__Document passage__:
The "Try Day Friday" program, funded by a grant from the Kohl's Cares Foundation, hopes to incorporate foods that meet new federal nutrition standards, that cafeteria workers can prepare on tight schedules and that schools can fit into even tighter budgets.

"You have to be a little bit more creative in using the commodities and the ingredients that are available to them," said Ryan McGuire, chef instructor at Chef's Academy in Morrisville, who is working with the project.

For example, he made a French toast casserole and a Caesar salad dressing from ingredients he found at Grady Brown Elementary School in Hillsborough.

"The French toast casserole – awesome," fifth-grader Edgar Pabellon said.

"This is awesome. It's really good," fifth-grader Amber Parker said, giving a thumbs-up to crunchy fish wraps.

"I like the salad dressing," fifth-grader Tori Carden said.

Spring Dawson-McClure, a research collaborator with the UNC Center for Health Promotion and Disease Prevention, said getting children excited about trying new foods is important.

"We know that, if kids are brave food explorers, if they're curious, they look at it, they smell it, they taste it when they're ready, that, over the long term, they will make healthier choices," Dawson-McClure said.

"They just get really excited about it when something new is happening," McGuire said. "They love seeing the chef's outfit. They love seeing new faces in the cafeteria."

School volunteer Helen Roberts said the students enjoy filling out feedback cards for each dish.

"They have the ability to say how they liked it and would you try it again and their comments," Roberts said. "They're very honest about it."

Dawson-McClure said healthier breakfasts and lunches at school will help students focus more in class and put them on the path to healthier eating throughout life.

"Everyone is on board with making school food healthier, with making sure that we’re supporting good health in children, but the reality is that those stricter (federal school nutrition) standards actually make the job really tough," she said.

__Work request__: In the school-food article, which foundation's grant funds the "Try Day Friday" program? The listing has no connection to the school-food article.

Natural-language object grounding data:
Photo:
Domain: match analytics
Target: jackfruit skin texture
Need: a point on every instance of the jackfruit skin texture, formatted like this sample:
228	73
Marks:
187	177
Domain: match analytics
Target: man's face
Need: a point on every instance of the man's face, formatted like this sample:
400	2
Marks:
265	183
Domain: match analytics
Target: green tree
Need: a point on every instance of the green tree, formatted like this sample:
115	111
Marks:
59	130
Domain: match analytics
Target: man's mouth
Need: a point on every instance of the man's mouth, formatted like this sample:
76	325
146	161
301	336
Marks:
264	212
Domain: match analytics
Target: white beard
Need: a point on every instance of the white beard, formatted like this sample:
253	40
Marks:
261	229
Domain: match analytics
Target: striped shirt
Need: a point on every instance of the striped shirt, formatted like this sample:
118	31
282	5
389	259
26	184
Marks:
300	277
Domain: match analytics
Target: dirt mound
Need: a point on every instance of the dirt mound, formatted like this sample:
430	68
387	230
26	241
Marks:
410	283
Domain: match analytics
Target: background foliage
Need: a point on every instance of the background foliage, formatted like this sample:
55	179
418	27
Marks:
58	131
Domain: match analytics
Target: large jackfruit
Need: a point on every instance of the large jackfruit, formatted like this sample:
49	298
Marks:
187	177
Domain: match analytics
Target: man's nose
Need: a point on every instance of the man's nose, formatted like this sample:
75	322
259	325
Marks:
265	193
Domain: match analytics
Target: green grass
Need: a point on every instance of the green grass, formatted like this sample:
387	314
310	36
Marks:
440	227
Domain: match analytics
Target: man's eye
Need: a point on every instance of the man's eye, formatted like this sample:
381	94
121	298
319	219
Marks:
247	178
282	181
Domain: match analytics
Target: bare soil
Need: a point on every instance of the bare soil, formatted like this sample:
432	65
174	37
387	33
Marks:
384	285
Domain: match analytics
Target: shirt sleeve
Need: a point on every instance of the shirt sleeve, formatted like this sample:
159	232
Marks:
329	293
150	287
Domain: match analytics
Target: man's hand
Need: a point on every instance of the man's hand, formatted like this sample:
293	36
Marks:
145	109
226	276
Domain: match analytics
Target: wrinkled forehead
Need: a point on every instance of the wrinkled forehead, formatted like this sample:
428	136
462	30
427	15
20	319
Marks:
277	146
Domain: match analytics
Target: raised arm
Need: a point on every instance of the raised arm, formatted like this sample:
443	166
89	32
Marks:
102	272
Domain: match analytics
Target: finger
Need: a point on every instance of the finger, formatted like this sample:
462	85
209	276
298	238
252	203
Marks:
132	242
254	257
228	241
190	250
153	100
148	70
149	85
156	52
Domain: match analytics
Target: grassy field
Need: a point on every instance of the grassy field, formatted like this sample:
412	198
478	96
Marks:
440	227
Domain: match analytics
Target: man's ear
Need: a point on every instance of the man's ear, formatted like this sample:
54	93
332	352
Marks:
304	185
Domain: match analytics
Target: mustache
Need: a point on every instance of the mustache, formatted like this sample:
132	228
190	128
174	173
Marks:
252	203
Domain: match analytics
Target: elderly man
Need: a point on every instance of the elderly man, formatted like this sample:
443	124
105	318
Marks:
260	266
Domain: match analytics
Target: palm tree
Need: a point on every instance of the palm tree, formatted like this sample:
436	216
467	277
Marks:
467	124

__Answer to this problem__: The Kohl's Cares Foundation.